## [Problem requirements]
Reproduce the entries. Match every word.

*** Opening Provided records ***

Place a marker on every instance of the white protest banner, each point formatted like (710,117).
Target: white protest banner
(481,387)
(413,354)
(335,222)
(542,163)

*** Closing Provided records ***

## [Response box]
Place a marker on every instance of the white protest banner, each point formatted like (710,117).
Target: white protest banner
(481,387)
(413,354)
(335,222)
(542,163)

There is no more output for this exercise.